Every line of the listing is to be printed again exactly.

── Study material

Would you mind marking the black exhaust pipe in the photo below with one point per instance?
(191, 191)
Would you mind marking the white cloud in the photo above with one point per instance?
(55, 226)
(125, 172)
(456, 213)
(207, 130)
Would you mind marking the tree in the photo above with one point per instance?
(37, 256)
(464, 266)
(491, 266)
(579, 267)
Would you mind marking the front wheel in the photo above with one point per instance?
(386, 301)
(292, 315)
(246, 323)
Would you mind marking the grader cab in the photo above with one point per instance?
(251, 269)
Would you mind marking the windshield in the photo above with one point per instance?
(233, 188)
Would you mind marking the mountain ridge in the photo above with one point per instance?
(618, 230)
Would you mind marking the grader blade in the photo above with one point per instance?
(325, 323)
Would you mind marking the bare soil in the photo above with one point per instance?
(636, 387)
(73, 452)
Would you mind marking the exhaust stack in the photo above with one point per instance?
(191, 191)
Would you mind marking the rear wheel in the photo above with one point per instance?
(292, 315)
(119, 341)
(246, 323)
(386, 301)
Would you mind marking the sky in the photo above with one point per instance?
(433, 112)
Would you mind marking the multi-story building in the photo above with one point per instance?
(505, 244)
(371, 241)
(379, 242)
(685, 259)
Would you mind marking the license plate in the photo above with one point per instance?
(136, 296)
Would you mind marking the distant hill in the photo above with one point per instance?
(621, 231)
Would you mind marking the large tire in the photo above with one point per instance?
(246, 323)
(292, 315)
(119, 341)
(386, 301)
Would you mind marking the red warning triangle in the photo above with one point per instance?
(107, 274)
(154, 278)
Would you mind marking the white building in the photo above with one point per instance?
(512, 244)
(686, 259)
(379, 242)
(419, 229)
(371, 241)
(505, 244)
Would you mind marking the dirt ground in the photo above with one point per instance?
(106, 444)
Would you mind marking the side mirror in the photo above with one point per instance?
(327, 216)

────

Exercise result:
Would you mind marking the black exhaust pipe in the photo below with one point per instance?
(191, 191)
Would you mind marking the white cloud in the photo above with one point per instance?
(55, 226)
(125, 172)
(456, 213)
(207, 130)
Would you mind marking the tree in the photo above with one point per instance?
(37, 256)
(464, 266)
(491, 266)
(579, 267)
Would you mind marking the front wheel in the photo above with one point per instance?
(386, 301)
(292, 315)
(246, 323)
Would you mind marking the grader cab in the photo above with one point per instance?
(251, 269)
Would you mind marking the windshield in the photo above with one point per instance?
(233, 188)
Would you mind marking the mountain ridge in the photo above with one point per instance?
(618, 230)
Would you mind marking the grader blade in the photo above with one point per instance?
(325, 323)
Would you mind marking the bare soil in the photo above with one point per instance?
(636, 387)
(73, 452)
Would you mind marking the exhaust stack in the photo above with one point per instance?
(191, 191)
Would you mind marking the rear wheel in the photo above with one point per instance?
(292, 315)
(119, 341)
(246, 323)
(386, 301)
Would you mind marking the sky in the photo above with one point per instance?
(433, 112)
Would you mind marking the multi-story building in the photo above with one point per instance?
(505, 244)
(371, 241)
(379, 242)
(685, 259)
Would you mind marking the license plate in the photo above with one point per instance?
(136, 296)
Would you mind marking the distant hill in the photo above with one point per instance?
(621, 231)
Would you mind marking the large tire in the photo above with one point per instance?
(246, 323)
(292, 315)
(119, 341)
(386, 301)
Would you mind marking the red warning triangle in the photo above with one point per instance?
(107, 274)
(154, 278)
Would you mind marking the white building in the photo above with one point per instance?
(512, 244)
(686, 259)
(379, 242)
(419, 229)
(371, 241)
(505, 244)
Would you mind marking the dirt ground in the photo above with one point per instance?
(106, 444)
Would you mind marking the side mirror in the photo above with one point per instance?
(327, 216)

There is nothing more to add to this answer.